_LISTED RECORDS:_
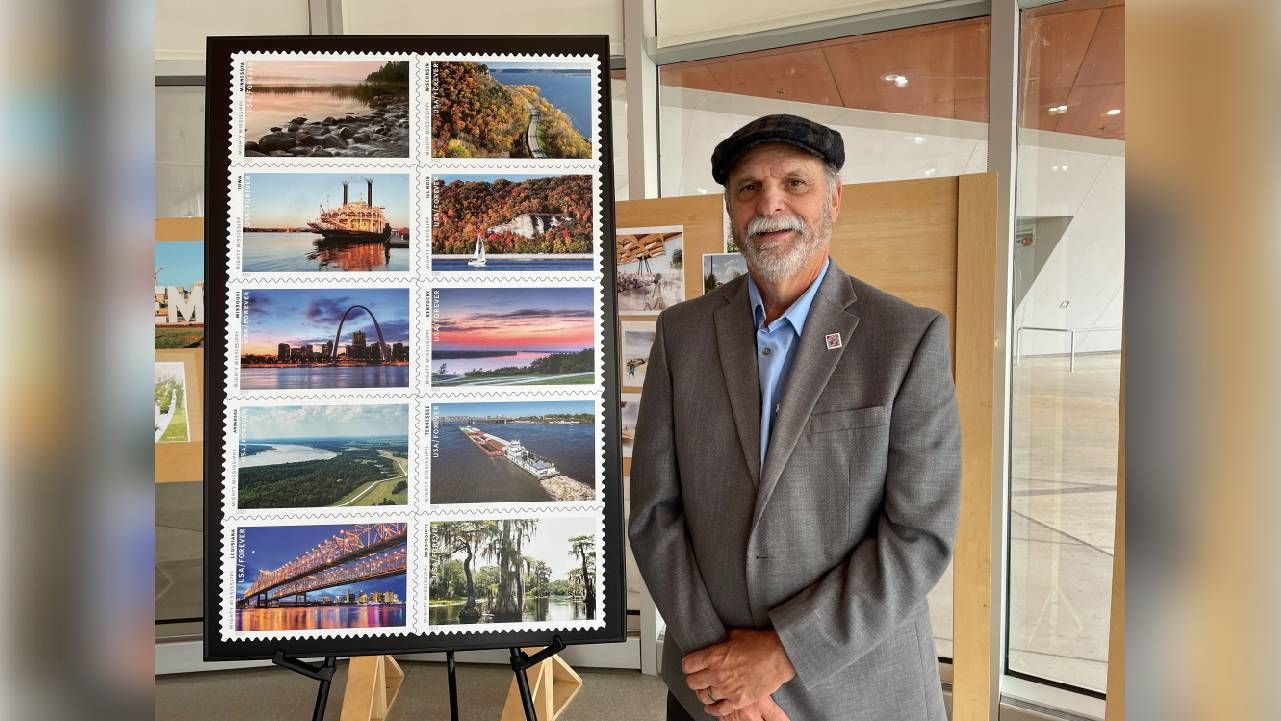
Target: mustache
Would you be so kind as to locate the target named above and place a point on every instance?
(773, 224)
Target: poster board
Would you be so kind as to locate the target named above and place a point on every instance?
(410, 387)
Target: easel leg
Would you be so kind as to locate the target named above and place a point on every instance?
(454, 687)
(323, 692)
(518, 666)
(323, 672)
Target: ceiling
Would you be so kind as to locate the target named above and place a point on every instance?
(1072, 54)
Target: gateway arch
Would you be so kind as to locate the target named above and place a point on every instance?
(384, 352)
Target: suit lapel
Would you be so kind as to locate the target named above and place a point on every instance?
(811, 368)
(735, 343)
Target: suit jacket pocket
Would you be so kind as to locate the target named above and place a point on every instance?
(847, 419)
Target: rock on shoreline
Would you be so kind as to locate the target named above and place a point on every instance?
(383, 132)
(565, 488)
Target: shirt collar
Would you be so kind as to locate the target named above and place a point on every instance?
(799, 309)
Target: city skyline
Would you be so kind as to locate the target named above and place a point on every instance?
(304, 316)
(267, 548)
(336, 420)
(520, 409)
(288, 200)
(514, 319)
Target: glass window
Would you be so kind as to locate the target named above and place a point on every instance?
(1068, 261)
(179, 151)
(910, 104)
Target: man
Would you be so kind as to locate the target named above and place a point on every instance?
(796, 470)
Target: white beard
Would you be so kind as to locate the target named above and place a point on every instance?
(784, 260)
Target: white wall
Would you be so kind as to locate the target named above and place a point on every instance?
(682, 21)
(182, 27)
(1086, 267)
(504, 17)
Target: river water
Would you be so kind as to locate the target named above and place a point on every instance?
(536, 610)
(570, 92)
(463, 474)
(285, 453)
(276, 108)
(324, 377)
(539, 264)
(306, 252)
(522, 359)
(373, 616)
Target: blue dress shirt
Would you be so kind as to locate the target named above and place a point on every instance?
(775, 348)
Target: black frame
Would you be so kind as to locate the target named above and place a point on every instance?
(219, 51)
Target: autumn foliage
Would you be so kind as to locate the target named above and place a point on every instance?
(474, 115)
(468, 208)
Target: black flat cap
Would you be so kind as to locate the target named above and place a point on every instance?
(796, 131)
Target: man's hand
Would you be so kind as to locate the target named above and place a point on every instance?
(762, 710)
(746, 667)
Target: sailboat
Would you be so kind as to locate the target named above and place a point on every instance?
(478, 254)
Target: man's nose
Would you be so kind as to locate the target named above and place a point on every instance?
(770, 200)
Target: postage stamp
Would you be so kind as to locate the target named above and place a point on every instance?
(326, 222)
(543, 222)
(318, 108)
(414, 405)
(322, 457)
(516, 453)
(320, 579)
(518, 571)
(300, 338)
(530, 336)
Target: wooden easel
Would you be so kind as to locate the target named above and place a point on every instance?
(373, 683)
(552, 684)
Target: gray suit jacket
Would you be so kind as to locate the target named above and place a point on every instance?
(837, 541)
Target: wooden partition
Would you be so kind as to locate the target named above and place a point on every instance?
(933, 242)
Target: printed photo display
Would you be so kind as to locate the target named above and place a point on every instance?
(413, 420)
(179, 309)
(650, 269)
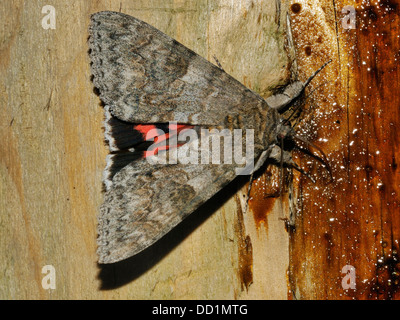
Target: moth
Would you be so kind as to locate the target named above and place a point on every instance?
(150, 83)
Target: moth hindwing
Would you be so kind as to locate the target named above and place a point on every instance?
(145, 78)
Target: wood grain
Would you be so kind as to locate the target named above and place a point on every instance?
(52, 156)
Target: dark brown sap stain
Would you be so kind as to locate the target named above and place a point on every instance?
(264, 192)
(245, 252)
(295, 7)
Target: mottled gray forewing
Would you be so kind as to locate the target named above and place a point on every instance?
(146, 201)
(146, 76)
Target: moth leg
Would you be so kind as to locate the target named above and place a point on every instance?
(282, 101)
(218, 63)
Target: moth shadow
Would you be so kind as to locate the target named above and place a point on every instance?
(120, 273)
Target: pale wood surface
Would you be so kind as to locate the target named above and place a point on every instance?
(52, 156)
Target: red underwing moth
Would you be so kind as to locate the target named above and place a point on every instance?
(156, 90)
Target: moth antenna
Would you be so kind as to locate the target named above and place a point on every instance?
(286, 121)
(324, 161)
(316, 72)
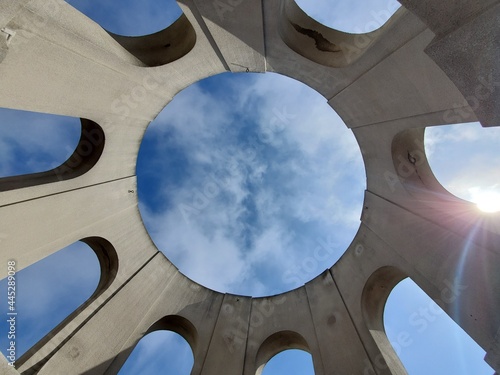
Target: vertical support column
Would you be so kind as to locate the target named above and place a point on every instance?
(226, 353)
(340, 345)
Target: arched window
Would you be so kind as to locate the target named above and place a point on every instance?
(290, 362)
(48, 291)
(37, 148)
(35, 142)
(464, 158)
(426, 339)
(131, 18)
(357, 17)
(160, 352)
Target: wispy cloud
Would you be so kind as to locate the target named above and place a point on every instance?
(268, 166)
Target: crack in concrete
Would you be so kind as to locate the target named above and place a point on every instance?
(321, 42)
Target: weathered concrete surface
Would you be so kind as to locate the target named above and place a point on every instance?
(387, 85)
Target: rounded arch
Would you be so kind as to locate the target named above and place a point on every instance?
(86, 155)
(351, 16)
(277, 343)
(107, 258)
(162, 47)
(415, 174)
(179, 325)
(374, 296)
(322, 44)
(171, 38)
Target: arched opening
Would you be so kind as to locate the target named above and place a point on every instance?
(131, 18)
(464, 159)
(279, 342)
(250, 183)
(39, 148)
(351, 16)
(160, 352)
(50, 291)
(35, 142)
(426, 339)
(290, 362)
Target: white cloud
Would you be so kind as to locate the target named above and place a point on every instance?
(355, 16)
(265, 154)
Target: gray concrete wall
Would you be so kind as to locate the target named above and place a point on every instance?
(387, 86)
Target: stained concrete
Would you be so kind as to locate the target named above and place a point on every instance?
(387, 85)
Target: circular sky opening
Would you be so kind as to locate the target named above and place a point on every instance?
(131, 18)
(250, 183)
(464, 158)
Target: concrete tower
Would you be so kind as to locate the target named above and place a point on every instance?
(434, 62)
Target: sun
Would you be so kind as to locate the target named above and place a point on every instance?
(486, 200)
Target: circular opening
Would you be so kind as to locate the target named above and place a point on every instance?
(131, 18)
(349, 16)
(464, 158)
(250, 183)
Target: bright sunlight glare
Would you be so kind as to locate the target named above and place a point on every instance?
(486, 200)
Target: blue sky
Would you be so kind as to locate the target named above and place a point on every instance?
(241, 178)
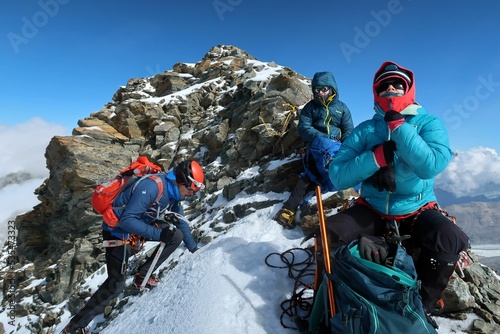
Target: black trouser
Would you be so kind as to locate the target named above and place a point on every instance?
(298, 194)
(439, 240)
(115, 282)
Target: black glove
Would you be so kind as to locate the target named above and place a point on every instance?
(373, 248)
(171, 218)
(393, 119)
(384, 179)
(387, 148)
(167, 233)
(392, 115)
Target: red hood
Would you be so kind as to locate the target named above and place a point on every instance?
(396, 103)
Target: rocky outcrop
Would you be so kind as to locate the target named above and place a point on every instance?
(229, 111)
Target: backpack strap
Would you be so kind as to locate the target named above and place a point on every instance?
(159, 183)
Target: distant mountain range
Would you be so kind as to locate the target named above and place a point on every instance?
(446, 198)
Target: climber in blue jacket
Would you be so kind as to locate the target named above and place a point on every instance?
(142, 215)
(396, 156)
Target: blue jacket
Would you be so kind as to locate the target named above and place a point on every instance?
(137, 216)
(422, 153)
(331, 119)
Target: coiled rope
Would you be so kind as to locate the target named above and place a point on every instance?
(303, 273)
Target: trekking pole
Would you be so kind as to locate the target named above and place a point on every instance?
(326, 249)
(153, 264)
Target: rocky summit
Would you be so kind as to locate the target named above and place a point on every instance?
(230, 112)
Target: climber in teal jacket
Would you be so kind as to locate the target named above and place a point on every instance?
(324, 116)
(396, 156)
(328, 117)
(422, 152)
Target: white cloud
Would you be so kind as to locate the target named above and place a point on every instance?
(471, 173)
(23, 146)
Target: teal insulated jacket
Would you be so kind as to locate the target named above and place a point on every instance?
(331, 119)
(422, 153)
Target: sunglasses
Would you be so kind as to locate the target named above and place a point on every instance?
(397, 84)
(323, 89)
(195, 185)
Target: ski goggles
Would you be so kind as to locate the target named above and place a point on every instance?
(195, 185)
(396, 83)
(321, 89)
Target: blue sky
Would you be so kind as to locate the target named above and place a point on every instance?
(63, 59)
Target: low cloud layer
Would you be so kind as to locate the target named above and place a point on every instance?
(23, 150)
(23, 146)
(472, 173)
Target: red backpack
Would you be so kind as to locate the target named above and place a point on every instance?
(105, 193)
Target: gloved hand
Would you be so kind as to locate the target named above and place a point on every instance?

_DIRECTIONS FOR THIS TASK:_ Copy out the lines from the line containing "Target: blue jacket" to the end of the listing above, without alteration.

_WORKED SOLUTION:_
Target: blue jacket
Would you be so kind as to locate the target named above and place a point on every instance?
(137, 216)
(422, 153)
(331, 119)
Target: coiled rope
Would you be so kind as to locate the target named above and place a point on every instance?
(303, 273)
Target: trekking pole
Would you be so kind as to locate the target named above and place a point on every instance?
(326, 249)
(153, 264)
Target: rocky summit
Would you be so kind as to locate the target named above and place a point on every instance?
(230, 112)
Target: climber in teal jacket
Would you be so kind as to locate the target named above and place a point on every instance?
(324, 116)
(396, 156)
(328, 117)
(422, 152)
Target: white cloud
Would you be so kind as to locate the target named above and place a point on every instance?
(471, 173)
(23, 146)
Target: teal insulated jacket
Would you be so kind as to locate the target named above and place a point on every instance?
(331, 119)
(422, 153)
Target: sunglasses
Would you be so kind as to locate the target named above and place a point on every instance?
(397, 84)
(323, 89)
(195, 185)
Target: ski goggles
Would you be so kind as to locate the target named above and place a point on every instance?
(195, 185)
(396, 83)
(321, 89)
Target: blue sky
Would you be so kind as to locate the target named above and place a point on every instance?
(63, 59)
Target: low cloud layer
Would you be so kind as to locate the target named above and place a point on every instance?
(23, 150)
(23, 146)
(472, 173)
Target: red backpack
Would you be so kind as to locate the target named above and place a point on every instance?
(105, 193)
Target: gloved hand
Would you be so kind as to locate the target named above and place a point on every instance?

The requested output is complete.